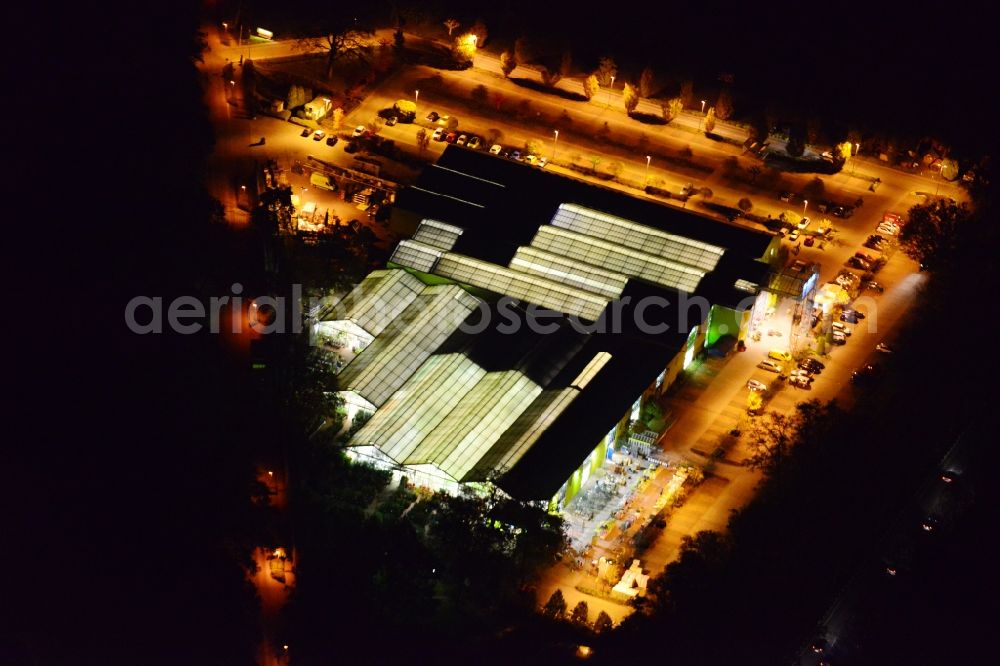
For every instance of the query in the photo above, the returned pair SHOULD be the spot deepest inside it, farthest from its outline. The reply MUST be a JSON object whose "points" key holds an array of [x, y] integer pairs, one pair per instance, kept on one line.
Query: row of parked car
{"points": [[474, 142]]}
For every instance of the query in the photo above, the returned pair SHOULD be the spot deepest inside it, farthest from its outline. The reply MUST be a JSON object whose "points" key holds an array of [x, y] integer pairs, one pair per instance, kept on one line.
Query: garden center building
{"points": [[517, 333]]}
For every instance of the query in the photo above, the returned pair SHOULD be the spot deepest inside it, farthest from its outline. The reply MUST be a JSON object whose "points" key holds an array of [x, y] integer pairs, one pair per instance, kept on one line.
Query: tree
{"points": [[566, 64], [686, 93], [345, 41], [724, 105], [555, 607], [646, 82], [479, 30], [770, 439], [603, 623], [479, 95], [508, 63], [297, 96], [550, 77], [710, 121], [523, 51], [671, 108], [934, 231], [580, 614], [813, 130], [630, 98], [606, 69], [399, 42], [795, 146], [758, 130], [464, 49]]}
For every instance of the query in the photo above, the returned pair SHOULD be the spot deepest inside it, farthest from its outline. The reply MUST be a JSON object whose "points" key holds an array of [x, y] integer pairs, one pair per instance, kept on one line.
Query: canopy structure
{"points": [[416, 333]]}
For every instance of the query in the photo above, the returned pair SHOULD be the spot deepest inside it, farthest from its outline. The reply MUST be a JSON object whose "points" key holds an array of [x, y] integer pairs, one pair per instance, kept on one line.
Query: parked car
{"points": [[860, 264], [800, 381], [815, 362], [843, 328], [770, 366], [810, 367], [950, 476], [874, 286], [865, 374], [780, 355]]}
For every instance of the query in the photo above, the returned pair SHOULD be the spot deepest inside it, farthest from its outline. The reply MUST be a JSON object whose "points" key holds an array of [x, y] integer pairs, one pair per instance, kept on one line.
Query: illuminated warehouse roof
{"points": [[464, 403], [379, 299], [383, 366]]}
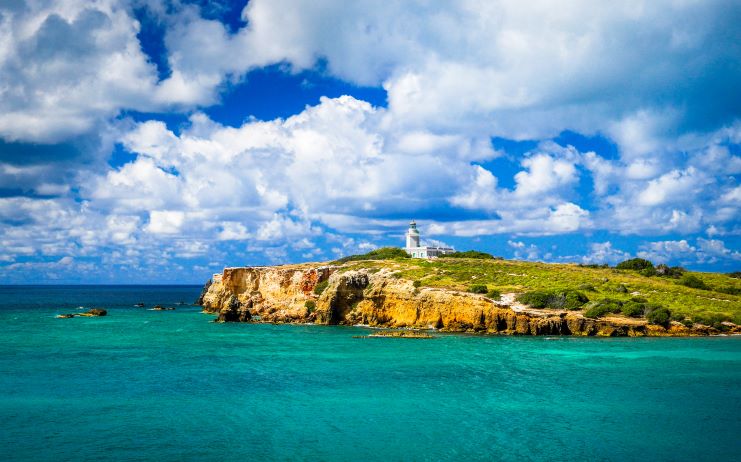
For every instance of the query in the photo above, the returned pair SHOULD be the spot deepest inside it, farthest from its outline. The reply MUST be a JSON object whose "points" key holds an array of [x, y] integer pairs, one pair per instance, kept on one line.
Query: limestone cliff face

******************************

■ **ASSIGNMENT**
Transcribe the entries above word for word, but leave every picture out of your copy.

■ **SOLUTION TO THE EXERCISE**
For every instance of the query in the photo above, the returned pair SHOULD be the spot deepest inside it, farthest from its outline. The reply MUST be a JSON object whose "points" key holds an array of [x, y] integer pairs, one pair per instance, kept on one line.
Query: row of parked car
{"points": [[474, 142]]}
For every instance of the query in the photo above, the returned pair SHOULD be the spot deepest inside it, farthest from its outline. The reply MUST be a JSON object whose "points" key holds an array of [x, y] integer pairs, one pair per instance, kept on one line.
Query: garden center building
{"points": [[517, 333]]}
For every instance of the query in the photo above, the returned pair SHOULD be the spot deepest inside it, farthest from its outline. The reply MUST be a JSON object whose "points" key holds an array of [x, y] integer pairs, one pair per instance, kept on one line.
Query: tree
{"points": [[566, 64], [686, 93], [345, 41], [724, 105], [555, 607], [646, 82], [479, 30], [770, 439], [603, 623], [479, 95], [508, 63], [297, 96], [550, 77], [710, 121], [523, 51], [671, 108], [934, 231], [580, 614], [813, 130], [630, 98], [606, 69], [399, 42], [795, 146], [758, 130], [464, 49]]}
For every instance of the query in the photo above, the returned pair SHOULD be the spot deepest inside it, farthest from its outline. The reply MUST be a JSON object whose "points" key holds an array of [x, y] integer pairs, one pair per instance, kept on one line.
Query: canopy structure
{"points": [[416, 333]]}
For every instance of the query in the photo above, the returned pair SHOULD be the spot deepest inside it, farthest from its outline. The reply MUST be a JSON object whose "points" key holds an array of [x, y] integer pairs, one pair per instance, kept on one line.
Query: parked car
{"points": [[860, 264], [800, 381], [815, 362], [843, 328], [770, 366], [810, 367], [950, 476], [874, 286], [865, 374], [780, 355]]}
For every instance of the query in the photo above, the returned pair SHOULD be the spot deepest inside it, farthest from its outline. The reply MUST be a JSON object whose "points" key holds an array of [x, y] integer pairs, one pair per instance, kept on one line.
Query: illuminated warehouse roof
{"points": [[464, 403], [379, 299], [383, 366]]}
For every instance of the query in the photo above, the returned pair SHOULD be the spot deepest inside it, farthest from its outline. The reply MUST be a JSON object whose "points" key holds an array of [x, y] integer pairs, one pair per instance, kept on one line.
Query: limestone cliff face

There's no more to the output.